Text extract:
Do you want the background cut off and just leave the head because I could do that for you.


----------



## Jack_Sparrow (Nov 25, 2015)

kprovost7314 said:


> Do you want the background cut off and just leave the head because I could do that for you.


No i just want to leave it as is

--------------------- MERGED ---------------------------



Jack_Sparrow said:


> No i just want to leave it as is


Not to be rude or anything I'm just ready for release


----------



## mgrev (Nov 25, 2015)

yep, release would be ok. as far as testing goes, its faster than firefox/chrome. at least with 8 cores and 3 gb ddr4 lol


----------



## Blue (Nov 25, 2015)

Could I test I've got a Huwaei Ascend Y330 on Android 4.4.2.


----------



## Jack_Sparrow (Nov 25, 2015)

Aqib Ali said:


> Could I test I've got a Huwaei Ascend Y330 on Android 4.4.2.


Testing is over but i'm making a release thread right now! So just wait a minute and you can keep it!


----------



## Blue (Nov 25, 2015)

Aim:
List every distinct username that appears in the forum thread, including names shown in post headers and names attributed to quoted posts.

Data provided:

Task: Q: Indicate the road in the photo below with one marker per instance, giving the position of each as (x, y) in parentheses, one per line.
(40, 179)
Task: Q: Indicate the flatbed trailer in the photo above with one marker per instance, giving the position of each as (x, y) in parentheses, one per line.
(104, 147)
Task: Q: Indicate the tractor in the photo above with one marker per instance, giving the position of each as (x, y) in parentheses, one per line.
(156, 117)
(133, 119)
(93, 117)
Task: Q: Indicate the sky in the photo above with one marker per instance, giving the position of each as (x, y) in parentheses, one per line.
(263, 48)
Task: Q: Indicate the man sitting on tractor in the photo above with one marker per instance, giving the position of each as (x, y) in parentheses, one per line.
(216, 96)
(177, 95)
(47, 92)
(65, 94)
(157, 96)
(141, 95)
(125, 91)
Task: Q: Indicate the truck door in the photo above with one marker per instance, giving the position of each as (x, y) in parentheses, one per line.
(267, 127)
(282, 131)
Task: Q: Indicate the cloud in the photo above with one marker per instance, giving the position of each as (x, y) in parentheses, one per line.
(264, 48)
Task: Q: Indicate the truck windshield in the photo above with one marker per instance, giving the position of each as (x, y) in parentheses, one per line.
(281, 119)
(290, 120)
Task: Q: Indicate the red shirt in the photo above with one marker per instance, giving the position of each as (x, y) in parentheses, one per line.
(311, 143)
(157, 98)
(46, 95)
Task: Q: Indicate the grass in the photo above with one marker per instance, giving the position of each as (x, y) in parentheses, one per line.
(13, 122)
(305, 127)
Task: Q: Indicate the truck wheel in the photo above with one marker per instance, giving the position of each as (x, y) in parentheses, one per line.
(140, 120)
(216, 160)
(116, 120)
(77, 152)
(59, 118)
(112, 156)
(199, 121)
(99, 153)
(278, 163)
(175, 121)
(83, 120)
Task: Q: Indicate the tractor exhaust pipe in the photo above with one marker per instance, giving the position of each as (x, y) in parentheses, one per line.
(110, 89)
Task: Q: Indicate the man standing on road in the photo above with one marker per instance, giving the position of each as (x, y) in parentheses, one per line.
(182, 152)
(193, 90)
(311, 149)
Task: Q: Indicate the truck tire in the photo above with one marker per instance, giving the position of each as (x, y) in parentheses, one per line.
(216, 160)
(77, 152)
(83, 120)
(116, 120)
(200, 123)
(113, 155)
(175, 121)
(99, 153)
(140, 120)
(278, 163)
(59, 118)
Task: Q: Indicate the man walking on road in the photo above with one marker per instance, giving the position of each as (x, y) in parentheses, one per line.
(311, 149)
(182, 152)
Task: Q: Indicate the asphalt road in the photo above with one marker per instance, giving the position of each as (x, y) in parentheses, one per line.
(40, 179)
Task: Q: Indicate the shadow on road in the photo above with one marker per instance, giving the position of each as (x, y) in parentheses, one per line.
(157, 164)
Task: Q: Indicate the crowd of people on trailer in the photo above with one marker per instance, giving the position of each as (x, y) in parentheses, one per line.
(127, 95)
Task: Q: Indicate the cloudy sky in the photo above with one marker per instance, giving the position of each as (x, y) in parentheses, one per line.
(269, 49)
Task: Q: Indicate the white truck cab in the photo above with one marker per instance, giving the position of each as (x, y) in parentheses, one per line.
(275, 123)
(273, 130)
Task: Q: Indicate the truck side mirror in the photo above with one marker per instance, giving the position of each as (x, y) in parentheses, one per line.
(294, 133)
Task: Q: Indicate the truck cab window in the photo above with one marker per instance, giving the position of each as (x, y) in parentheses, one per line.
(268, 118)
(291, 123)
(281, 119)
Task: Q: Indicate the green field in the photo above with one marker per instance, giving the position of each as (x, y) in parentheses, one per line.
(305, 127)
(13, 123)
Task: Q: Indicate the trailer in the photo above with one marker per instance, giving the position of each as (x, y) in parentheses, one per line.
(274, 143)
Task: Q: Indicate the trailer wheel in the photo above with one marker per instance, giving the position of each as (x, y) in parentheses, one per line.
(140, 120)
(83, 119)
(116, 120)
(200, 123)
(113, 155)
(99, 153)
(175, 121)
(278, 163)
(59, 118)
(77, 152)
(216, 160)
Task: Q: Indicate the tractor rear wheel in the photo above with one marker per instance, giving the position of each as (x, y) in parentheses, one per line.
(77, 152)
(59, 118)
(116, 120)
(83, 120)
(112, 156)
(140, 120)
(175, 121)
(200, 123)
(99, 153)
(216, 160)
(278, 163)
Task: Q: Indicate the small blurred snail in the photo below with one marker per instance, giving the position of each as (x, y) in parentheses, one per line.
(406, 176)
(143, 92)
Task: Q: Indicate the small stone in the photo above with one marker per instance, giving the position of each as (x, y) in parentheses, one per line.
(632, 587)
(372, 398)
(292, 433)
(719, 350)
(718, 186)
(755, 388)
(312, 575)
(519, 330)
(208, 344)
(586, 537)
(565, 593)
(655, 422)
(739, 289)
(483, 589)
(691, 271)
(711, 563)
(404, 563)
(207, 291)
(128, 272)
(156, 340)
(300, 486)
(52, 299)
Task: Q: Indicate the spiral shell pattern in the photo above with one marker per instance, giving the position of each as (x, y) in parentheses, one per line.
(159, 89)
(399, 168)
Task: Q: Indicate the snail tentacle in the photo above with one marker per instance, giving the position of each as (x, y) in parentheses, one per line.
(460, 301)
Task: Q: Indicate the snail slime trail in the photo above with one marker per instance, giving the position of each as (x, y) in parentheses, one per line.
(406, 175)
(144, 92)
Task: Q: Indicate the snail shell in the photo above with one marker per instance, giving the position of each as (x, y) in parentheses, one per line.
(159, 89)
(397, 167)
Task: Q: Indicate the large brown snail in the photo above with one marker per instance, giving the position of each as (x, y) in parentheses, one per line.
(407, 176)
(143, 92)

Expected answer:
kprovost7314, Jack_Sparrow, mgrev, Blue, Aqib Ali